→ **Extracted text**:
-----

Paris

Entrepreneurship is finally making a mark on French public research, according to at least one important measure.

Last week the CNRS, France's main basic research agency, celebrated the creation of the 100th start-up company by its researchers — three years after a law was passed allowing such activity for the first time.

“The 1999 law is really behind the change of mentality that we are seeing in French researchers,” says Nicolas Mouz, a structural biologist who helped set up Protein'eXpert, a biotechnology company, while on sabbatical from a CNRS laboratory in Grenoble.

The law, which was championed by the research minister at the time, Claude Allègre, opened the door for researchers working in public universities and research agencies to run or own companies built on their research findings. France was later than most of its competitors in allowing publicly funded researchers to do this, and the law's supporters thought that this was constraining innovation in biotechnology and other sectors. The French law also provided around 80 million euros (US$80 million) to help support such companies.

-----

Write the next part of the article on CNRS start-up companies, beginning after its last sentence.

-----

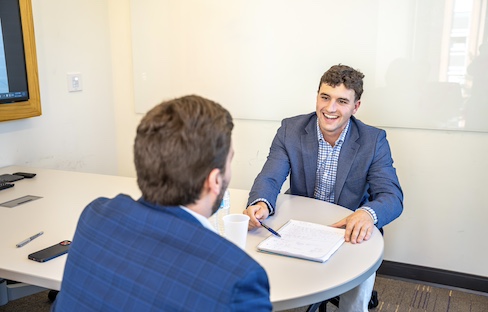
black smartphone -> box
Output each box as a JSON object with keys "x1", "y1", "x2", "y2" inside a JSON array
[
  {"x1": 0, "y1": 173, "x2": 24, "y2": 182},
  {"x1": 28, "y1": 240, "x2": 71, "y2": 262},
  {"x1": 12, "y1": 172, "x2": 36, "y2": 179}
]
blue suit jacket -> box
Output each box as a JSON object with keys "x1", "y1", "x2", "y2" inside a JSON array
[
  {"x1": 52, "y1": 195, "x2": 272, "y2": 311},
  {"x1": 248, "y1": 113, "x2": 403, "y2": 228}
]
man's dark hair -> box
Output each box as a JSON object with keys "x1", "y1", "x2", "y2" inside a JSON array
[
  {"x1": 134, "y1": 95, "x2": 234, "y2": 206},
  {"x1": 319, "y1": 64, "x2": 364, "y2": 101}
]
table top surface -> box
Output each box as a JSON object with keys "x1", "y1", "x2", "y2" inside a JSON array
[{"x1": 0, "y1": 166, "x2": 384, "y2": 310}]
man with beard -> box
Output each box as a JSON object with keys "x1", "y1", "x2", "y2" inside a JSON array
[
  {"x1": 52, "y1": 96, "x2": 272, "y2": 311},
  {"x1": 244, "y1": 64, "x2": 403, "y2": 312}
]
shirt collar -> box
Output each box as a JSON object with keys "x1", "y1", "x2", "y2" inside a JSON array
[{"x1": 180, "y1": 206, "x2": 217, "y2": 233}]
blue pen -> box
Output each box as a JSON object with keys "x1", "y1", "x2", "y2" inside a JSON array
[{"x1": 258, "y1": 220, "x2": 281, "y2": 237}]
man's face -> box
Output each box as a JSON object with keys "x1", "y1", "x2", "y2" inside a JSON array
[
  {"x1": 212, "y1": 144, "x2": 234, "y2": 215},
  {"x1": 316, "y1": 83, "x2": 361, "y2": 145}
]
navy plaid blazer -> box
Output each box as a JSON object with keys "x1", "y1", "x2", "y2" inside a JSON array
[
  {"x1": 52, "y1": 195, "x2": 272, "y2": 312},
  {"x1": 248, "y1": 112, "x2": 403, "y2": 228}
]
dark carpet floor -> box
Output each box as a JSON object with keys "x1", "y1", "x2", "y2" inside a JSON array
[{"x1": 0, "y1": 276, "x2": 488, "y2": 312}]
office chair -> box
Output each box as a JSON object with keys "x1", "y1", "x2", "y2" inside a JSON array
[{"x1": 307, "y1": 290, "x2": 379, "y2": 312}]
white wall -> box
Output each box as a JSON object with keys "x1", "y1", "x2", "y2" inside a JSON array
[
  {"x1": 0, "y1": 0, "x2": 117, "y2": 174},
  {"x1": 0, "y1": 0, "x2": 488, "y2": 276}
]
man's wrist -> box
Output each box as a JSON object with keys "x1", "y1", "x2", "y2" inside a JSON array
[
  {"x1": 248, "y1": 198, "x2": 274, "y2": 216},
  {"x1": 357, "y1": 206, "x2": 378, "y2": 224}
]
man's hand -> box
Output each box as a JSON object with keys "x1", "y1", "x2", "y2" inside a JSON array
[
  {"x1": 242, "y1": 202, "x2": 269, "y2": 230},
  {"x1": 331, "y1": 209, "x2": 374, "y2": 244}
]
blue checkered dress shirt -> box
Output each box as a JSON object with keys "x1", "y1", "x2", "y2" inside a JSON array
[{"x1": 314, "y1": 120, "x2": 350, "y2": 203}]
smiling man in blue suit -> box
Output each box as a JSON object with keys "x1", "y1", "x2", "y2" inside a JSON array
[
  {"x1": 244, "y1": 65, "x2": 403, "y2": 312},
  {"x1": 52, "y1": 96, "x2": 272, "y2": 312}
]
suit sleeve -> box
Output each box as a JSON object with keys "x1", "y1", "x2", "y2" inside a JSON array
[
  {"x1": 247, "y1": 121, "x2": 290, "y2": 209},
  {"x1": 364, "y1": 131, "x2": 403, "y2": 228},
  {"x1": 230, "y1": 267, "x2": 272, "y2": 312}
]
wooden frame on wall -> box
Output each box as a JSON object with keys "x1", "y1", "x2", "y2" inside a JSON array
[{"x1": 0, "y1": 0, "x2": 41, "y2": 121}]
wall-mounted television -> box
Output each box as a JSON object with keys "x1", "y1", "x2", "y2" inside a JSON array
[{"x1": 0, "y1": 0, "x2": 41, "y2": 121}]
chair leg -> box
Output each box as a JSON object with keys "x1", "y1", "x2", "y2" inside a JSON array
[{"x1": 307, "y1": 300, "x2": 328, "y2": 312}]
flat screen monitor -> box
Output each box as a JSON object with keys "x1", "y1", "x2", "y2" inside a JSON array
[{"x1": 0, "y1": 1, "x2": 29, "y2": 104}]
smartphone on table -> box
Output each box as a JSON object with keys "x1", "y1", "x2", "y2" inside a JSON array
[{"x1": 28, "y1": 240, "x2": 71, "y2": 262}]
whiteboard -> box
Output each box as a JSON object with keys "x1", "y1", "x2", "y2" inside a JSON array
[{"x1": 131, "y1": 0, "x2": 488, "y2": 131}]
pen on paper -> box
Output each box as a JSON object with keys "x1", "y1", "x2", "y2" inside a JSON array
[
  {"x1": 15, "y1": 232, "x2": 44, "y2": 247},
  {"x1": 258, "y1": 220, "x2": 281, "y2": 237}
]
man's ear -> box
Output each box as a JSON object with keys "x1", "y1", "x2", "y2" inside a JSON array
[
  {"x1": 352, "y1": 100, "x2": 361, "y2": 115},
  {"x1": 207, "y1": 168, "x2": 223, "y2": 194}
]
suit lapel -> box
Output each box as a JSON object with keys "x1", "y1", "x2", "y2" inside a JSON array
[
  {"x1": 334, "y1": 117, "x2": 360, "y2": 204},
  {"x1": 301, "y1": 116, "x2": 319, "y2": 198}
]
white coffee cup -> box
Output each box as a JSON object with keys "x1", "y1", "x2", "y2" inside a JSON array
[{"x1": 223, "y1": 214, "x2": 249, "y2": 249}]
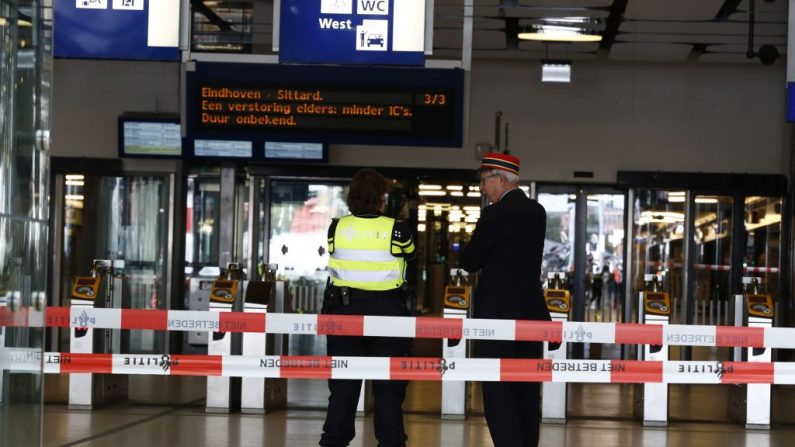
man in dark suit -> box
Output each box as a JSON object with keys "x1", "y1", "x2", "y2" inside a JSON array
[{"x1": 461, "y1": 153, "x2": 550, "y2": 447}]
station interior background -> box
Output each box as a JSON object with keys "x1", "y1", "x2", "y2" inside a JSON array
[{"x1": 0, "y1": 0, "x2": 795, "y2": 442}]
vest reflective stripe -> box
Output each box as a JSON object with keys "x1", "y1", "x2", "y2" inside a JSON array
[
  {"x1": 334, "y1": 248, "x2": 395, "y2": 262},
  {"x1": 329, "y1": 216, "x2": 405, "y2": 291},
  {"x1": 331, "y1": 269, "x2": 401, "y2": 288}
]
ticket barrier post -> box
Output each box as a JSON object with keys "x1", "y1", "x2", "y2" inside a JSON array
[
  {"x1": 541, "y1": 272, "x2": 571, "y2": 424},
  {"x1": 0, "y1": 291, "x2": 8, "y2": 405},
  {"x1": 729, "y1": 277, "x2": 775, "y2": 430},
  {"x1": 240, "y1": 264, "x2": 289, "y2": 414},
  {"x1": 205, "y1": 262, "x2": 246, "y2": 413},
  {"x1": 69, "y1": 259, "x2": 130, "y2": 410},
  {"x1": 442, "y1": 269, "x2": 472, "y2": 419},
  {"x1": 633, "y1": 274, "x2": 671, "y2": 427}
]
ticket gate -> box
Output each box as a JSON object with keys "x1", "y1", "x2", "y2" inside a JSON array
[
  {"x1": 69, "y1": 259, "x2": 130, "y2": 410},
  {"x1": 240, "y1": 264, "x2": 289, "y2": 414},
  {"x1": 205, "y1": 262, "x2": 246, "y2": 413},
  {"x1": 442, "y1": 269, "x2": 472, "y2": 419},
  {"x1": 633, "y1": 274, "x2": 671, "y2": 427},
  {"x1": 0, "y1": 290, "x2": 8, "y2": 405},
  {"x1": 729, "y1": 277, "x2": 775, "y2": 430},
  {"x1": 541, "y1": 272, "x2": 571, "y2": 424}
]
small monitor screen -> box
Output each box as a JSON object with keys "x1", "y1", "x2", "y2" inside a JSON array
[
  {"x1": 193, "y1": 140, "x2": 252, "y2": 158},
  {"x1": 121, "y1": 119, "x2": 182, "y2": 157},
  {"x1": 265, "y1": 141, "x2": 326, "y2": 161}
]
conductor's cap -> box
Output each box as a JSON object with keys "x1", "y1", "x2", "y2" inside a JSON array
[{"x1": 478, "y1": 152, "x2": 521, "y2": 175}]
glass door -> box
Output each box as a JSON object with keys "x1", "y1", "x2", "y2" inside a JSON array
[
  {"x1": 53, "y1": 173, "x2": 171, "y2": 353},
  {"x1": 536, "y1": 185, "x2": 626, "y2": 359},
  {"x1": 0, "y1": 0, "x2": 52, "y2": 446}
]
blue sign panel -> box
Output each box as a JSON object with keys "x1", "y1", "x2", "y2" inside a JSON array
[
  {"x1": 279, "y1": 0, "x2": 425, "y2": 65},
  {"x1": 53, "y1": 0, "x2": 179, "y2": 61}
]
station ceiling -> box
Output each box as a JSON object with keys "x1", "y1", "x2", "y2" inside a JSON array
[{"x1": 191, "y1": 0, "x2": 788, "y2": 64}]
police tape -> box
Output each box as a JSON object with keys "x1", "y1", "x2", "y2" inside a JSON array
[
  {"x1": 0, "y1": 307, "x2": 795, "y2": 349},
  {"x1": 2, "y1": 350, "x2": 795, "y2": 385}
]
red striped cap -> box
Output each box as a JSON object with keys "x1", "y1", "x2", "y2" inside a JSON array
[{"x1": 478, "y1": 152, "x2": 521, "y2": 175}]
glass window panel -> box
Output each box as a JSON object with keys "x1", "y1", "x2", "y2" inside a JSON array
[
  {"x1": 185, "y1": 173, "x2": 221, "y2": 276},
  {"x1": 585, "y1": 194, "x2": 624, "y2": 322},
  {"x1": 693, "y1": 195, "x2": 734, "y2": 325},
  {"x1": 0, "y1": 0, "x2": 52, "y2": 440},
  {"x1": 61, "y1": 174, "x2": 168, "y2": 352},
  {"x1": 628, "y1": 190, "x2": 686, "y2": 324}
]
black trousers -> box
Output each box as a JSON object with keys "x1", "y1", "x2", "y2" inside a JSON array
[
  {"x1": 477, "y1": 341, "x2": 543, "y2": 447},
  {"x1": 320, "y1": 291, "x2": 412, "y2": 447}
]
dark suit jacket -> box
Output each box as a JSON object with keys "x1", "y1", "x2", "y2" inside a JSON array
[{"x1": 461, "y1": 189, "x2": 550, "y2": 320}]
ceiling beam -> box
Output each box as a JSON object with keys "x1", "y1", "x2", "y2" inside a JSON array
[
  {"x1": 599, "y1": 0, "x2": 629, "y2": 49},
  {"x1": 715, "y1": 0, "x2": 742, "y2": 22}
]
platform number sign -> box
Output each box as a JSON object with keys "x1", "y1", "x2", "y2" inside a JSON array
[{"x1": 113, "y1": 0, "x2": 144, "y2": 11}]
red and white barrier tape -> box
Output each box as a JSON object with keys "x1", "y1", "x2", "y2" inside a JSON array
[
  {"x1": 0, "y1": 351, "x2": 795, "y2": 385},
  {"x1": 0, "y1": 307, "x2": 795, "y2": 349}
]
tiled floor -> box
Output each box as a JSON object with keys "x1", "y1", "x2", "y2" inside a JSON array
[{"x1": 44, "y1": 405, "x2": 795, "y2": 447}]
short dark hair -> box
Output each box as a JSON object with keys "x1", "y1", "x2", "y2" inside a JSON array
[{"x1": 348, "y1": 168, "x2": 388, "y2": 213}]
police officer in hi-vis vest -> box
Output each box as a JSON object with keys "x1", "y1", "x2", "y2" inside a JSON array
[{"x1": 320, "y1": 168, "x2": 414, "y2": 447}]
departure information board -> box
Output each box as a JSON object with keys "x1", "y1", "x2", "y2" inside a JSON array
[
  {"x1": 118, "y1": 113, "x2": 183, "y2": 158},
  {"x1": 185, "y1": 63, "x2": 464, "y2": 146}
]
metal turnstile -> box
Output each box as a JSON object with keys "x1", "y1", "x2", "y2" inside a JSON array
[
  {"x1": 69, "y1": 259, "x2": 130, "y2": 410},
  {"x1": 205, "y1": 262, "x2": 246, "y2": 413},
  {"x1": 246, "y1": 264, "x2": 289, "y2": 414},
  {"x1": 541, "y1": 272, "x2": 571, "y2": 424},
  {"x1": 729, "y1": 277, "x2": 775, "y2": 430},
  {"x1": 0, "y1": 290, "x2": 9, "y2": 404},
  {"x1": 442, "y1": 269, "x2": 472, "y2": 419},
  {"x1": 633, "y1": 274, "x2": 671, "y2": 427}
]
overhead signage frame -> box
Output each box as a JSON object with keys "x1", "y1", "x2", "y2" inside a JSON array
[
  {"x1": 183, "y1": 62, "x2": 464, "y2": 147},
  {"x1": 279, "y1": 0, "x2": 427, "y2": 66}
]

-----

→ **Task response**:
Geneviève Berger, director general of the CNRS, says that the fostering of these small companies remains a top priority for the agency. It now aims to spin off at least 50 more companies each year from its laboratories, most of which are located in universities. The entrepreneurial culture needs to extend even further into the laboratories, she says, until researchers “are prepared to accept failures”.

But Tristan Rousselle, Protein'eXpert's chief executive, says that more needs to be done to pick up on innovations with potential, and to overcome reservations about commercial activity that, he says, still exist at some CNRS laboratories. “The system still relies on resourceful researchers finding ways to promote their own projects,” he says.

Researchers can expect France's new centre-right government to push hard for more business start-ups. Research minister Claudie Haigneré says she intends to reinforce her ministry's support for new companies, and the government is also expected to implement tax breaks for businesses that do research.